_Instructions to follow_.
Take the listing that follows and copy it precisely.

= Beginning of Section =

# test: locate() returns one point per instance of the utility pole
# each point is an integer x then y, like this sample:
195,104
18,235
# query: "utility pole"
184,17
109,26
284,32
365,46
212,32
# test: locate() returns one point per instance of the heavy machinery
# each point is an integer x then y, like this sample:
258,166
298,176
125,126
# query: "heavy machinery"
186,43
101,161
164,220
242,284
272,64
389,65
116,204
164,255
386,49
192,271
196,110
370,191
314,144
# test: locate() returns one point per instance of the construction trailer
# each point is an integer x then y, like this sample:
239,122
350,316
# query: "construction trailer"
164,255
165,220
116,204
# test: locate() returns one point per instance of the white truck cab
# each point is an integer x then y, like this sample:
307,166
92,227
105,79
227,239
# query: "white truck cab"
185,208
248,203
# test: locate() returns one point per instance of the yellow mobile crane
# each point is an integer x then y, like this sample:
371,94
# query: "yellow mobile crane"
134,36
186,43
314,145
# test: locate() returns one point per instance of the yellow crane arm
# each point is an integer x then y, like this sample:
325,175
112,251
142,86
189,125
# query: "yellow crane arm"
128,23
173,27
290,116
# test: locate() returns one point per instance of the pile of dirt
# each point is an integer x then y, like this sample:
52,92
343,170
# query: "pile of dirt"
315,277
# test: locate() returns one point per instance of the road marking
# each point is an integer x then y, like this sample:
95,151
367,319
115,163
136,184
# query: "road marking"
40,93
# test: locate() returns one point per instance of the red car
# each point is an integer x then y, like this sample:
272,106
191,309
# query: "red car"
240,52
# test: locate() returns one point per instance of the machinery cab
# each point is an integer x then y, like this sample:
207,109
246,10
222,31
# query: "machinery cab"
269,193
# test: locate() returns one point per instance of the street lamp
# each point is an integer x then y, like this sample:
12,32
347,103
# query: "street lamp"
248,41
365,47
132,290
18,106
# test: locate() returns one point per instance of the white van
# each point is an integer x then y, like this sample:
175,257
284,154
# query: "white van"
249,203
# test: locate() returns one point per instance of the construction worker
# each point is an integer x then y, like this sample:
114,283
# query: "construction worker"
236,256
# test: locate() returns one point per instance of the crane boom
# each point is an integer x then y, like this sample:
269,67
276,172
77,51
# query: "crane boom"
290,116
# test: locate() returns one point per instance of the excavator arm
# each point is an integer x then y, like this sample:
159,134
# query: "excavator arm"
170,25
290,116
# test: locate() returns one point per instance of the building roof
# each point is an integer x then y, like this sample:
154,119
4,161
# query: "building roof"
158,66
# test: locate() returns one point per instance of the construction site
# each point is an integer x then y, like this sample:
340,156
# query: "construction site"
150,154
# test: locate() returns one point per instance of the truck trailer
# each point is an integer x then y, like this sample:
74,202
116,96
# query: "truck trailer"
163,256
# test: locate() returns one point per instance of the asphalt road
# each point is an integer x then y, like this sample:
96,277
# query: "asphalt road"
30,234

= End of Section =

_Problem solution_.
# test: locate() returns one point per instance of the utility pole
# each point is an integer x then y, like this sample:
195,104
18,235
# query: "utility pole"
184,17
109,26
284,32
365,46
212,32
# test: locate() returns one point per instance of the heavy machinery
# each point is an integer x then y, like this sample:
258,166
298,176
125,126
# query: "heavy machinery"
186,43
101,161
164,220
242,284
272,64
389,65
116,204
164,255
386,49
192,271
196,110
370,191
314,144
# test: locate() returns one point per instance of the construction trailer
# each point is an integer x then y, like this sample:
239,122
350,316
# query: "construction trailer"
164,255
165,220
116,204
# test: locate() returns one point per instance of the white truck cab
# each point is an integer x then y, like this sample:
307,166
92,227
105,79
227,239
# query: "white truck cab"
185,208
248,203
# test: locate() returns one point per instance of the yellow mobile crane
# each point is an integer x then y, like this sample:
371,94
# query: "yellow mobile crane"
134,36
186,43
314,145
# test: locate() returns one point per instance of the yellow crane arm
# each point is an integer x then y, like this sample:
325,175
112,251
142,86
189,125
# query: "yellow crane arm"
128,23
173,27
290,116
# test: locate() returns one point per instance of the pile of dirt
# each point is an integer x then y, like this sample:
52,92
343,170
# query: "pile of dirt"
315,277
# test: locate() returns one point per instance of the road marking
# each point is an integer x then y, like this sample:
95,151
367,319
115,163
136,184
# query: "road marking"
40,93
# test: locate() returns one point per instance of the red car
# each point is an integer x then y, like this sample:
272,106
191,309
# query: "red car"
240,52
# test: locate() returns one point per instance of the machinery cab
# each point is an integer x then y, like this sample:
207,109
246,10
222,31
# query: "machinery cab"
269,193
# test: locate() returns one point per instance of the street lamp
# each point is an integer x then y, like this sample:
12,32
347,103
# query: "street lamp"
248,41
365,47
132,290
18,106
# test: locate() returns one point per instance of the white van
# each point is an integer x then y, like this sample:
175,257
284,154
# query: "white van"
249,203
# test: locate() returns one point per instance of the construction worker
# each point is an integer x then y, like this sample:
114,283
# query: "construction worker"
236,256
# test: locate() returns one point per instance of the crane boom
# each point is an integer x then y, like this sample:
269,67
276,172
77,51
# query: "crane boom"
290,116
# test: locate() returns one point per instance of the excavator arm
# each point is an integer x then y, like this sample:
159,134
# query: "excavator arm"
170,25
290,116
# test: locate() returns one point per instance of the building roof
# each point is an integer x then y, like this sample:
154,119
4,161
# query: "building roof"
158,66
# test: locate() returns one point per instance of the construction site
# each point is an integer x then y, like this sample:
340,156
# query: "construction site"
150,154
# test: locate() returns one point per instance of the truck trailer
# each point is an integer x then y, like this sample:
74,202
116,96
# query: "truck trailer"
163,256
# test: locate() returns one point per instance of the asphalt road
# each point is an integer x then y, like this sample:
96,277
# query: "asphalt road"
30,234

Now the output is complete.